Excerpt to read:
________

Early May 1959, sometime near the Monaco GP

Why?

If Chris Amon is commonly acknowledged as the best driver never to have won a World Championship GP, then surely Jean Behra must be second in that unenviable list of unfulfilled talent. Like the Kiwi, this feisty Frenchman won his fair share of non-championship F1 races - the total commitment to beat the Ferraris at Reims, 2.5-litre engine at his disposal or not, was memorable - but he never lucked into the Championship race victory he so thoroughly deserved. Or rather, they both lucked out of them several times when they had already earned the win. Indeed, in his style and attitude Jean compares very well with his eponymous countryman who over thirty years later had the same talent of signing for the right team at the wrong time - but then Alesi at least won his Grand Prix.

On the circuit, both Frenchmen showed a never-say-die approach that culminated in hairy moments caught at the last gasp by phenomenal car control - and in Behra's time, with "driver safety" not even a forethought, this meant putting his life on the line on many occasions. With no money source of mention available to them both Behra and Alesi reached the top through their display of skill and talent alone. Behra moved up through motor-cycle racing, sharing his two-wheel and four-wheel commitments until 1952 before a quick rise through rally and sports cars saw him eclipse Maurice Trintignant as Gordini's Grand Prix team leader. Both had temperament to share, too. Jean Alesi's Sicilian blood was ever present during the 201 Grands Prix he contested whereas the ultra-competitive Behra, an ex-biker brought up in the motor racing hard school, was once described as "combatif, audacieux, brave en course plein de panache, il est aussi impulsif." Which pretty much sums up Jean Behra. Of is there still a need to translate that?

Here we see 'Jeannot' waiting for his drive at the Modena Autodrome: the new Fantuzzi-bodied F1 Dino. Besides Behra, the two people in hats are Ing. Amorotti and Cav. Luigi Bazzi. On the left, leaning on the counter, is team manager Romolo Tavoni, the man that would play center stage in the tragedy that was to become Behra's premature death.

Why? Because this is where the comparison with Alesi stops. Although as a Ferrarista Jean Alesi was never known for censuring his own feelings towards the team or the car, his soft and friendly demeanour made his outspoken nature more tolerable, and himself even more loved with the fans. Jean Behra, though, would have his fists flying when something - or someone - upset him, offended him or, indeed, beat him. Maurice Trintignant and Georges Monneret were once at the receiving end of Behra's pugilistic outbursts, and so was Tavoni. It was to be his own undoing. Having survived broken arms and ribs, burns to his face and battle-scarred body, losing an ear during the 1955 TT and tumbling down a ravine during the 1952 Carrera Panamericana, he wouldn't survive his contretemps with Ferrari's top brass.

Coming from a works drive at Maserati, which saw him take non-championship wins at Pau, Bordeaux and Bari in 1955, sharing a team leader position with Musso, he was deferred to number two by subsequently Moss and Fangio. His only wins in 1956 would be in Maserati sportscars while a huge smash at the Easter Monday Goodwood meeting caused him to lose his edge for much of the 1957 season. Having received a one-off offer from BRM to drive their P25 at Caen, he immediately gave the British marque its first-ever outright victory in a continental Grand Prix. He was signed on and won the International Trophy at the end of the year.

________

Written request A: Echo the stretch of the passage on Jean Behra from "Why? Because this" through "Ferrari's top brass.", word for word.

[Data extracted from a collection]
________

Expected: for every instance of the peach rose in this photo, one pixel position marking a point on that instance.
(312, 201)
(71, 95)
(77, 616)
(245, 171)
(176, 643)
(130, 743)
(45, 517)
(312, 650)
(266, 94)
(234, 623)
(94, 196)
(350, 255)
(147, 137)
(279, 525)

________

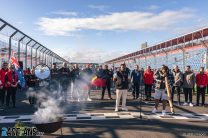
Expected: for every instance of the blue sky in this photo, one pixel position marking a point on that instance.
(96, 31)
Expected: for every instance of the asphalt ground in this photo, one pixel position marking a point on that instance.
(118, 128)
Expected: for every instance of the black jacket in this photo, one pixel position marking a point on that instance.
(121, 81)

________

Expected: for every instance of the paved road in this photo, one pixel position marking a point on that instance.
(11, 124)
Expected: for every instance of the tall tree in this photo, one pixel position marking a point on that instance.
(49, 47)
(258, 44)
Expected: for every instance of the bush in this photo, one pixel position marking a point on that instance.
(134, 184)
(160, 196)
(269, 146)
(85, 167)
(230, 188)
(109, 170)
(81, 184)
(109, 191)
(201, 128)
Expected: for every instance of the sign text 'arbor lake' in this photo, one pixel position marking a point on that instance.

________

Written request B: Arrange the lines of the entries as a Markdown table with the columns Row and Line, omitting blank lines. Include only the stretch from the line containing "Expected: for every instance of the bush" through the line containing "Expected: for every instance of the sign".

Exercise output A:
Why? Because this is where the comparison with Alesi stops. Although as a Ferrarista Jean Alesi was never known for censuring his own feelings towards the team or the car, his soft and friendly demeanour made his outspoken nature more tolerable, and himself even more loved with the fans. Jean Behra, though, would have his fists flying when something - or someone - upset him, offended him or, indeed, beat him. Maurice Trintignant and Georges Monneret were once at the receiving end of Behra's pugilistic outbursts, and so was Tavoni. It was to be his own undoing. Having survived broken arms and ribs, burns to his face and battle-scarred body, losing an ear during the 1955 TT and tumbling down a ravine during the 1952 Carrera Panamericana, he wouldn't survive his contretemps with Ferrari's top brass.

Exercise output B:
| Row | Line |
|---|---|
| 1 | Expected: for every instance of the bush in this photo, one pixel position marking a point on that instance. |
| 2 | (134, 184) |
| 3 | (160, 196) |
| 4 | (269, 146) |
| 5 | (85, 167) |
| 6 | (230, 188) |
| 7 | (109, 170) |
| 8 | (81, 184) |
| 9 | (109, 191) |
| 10 | (201, 128) |
| 11 | Expected: for every instance of the sign text 'arbor lake' in this photo, one pixel position marking a point on that instance. |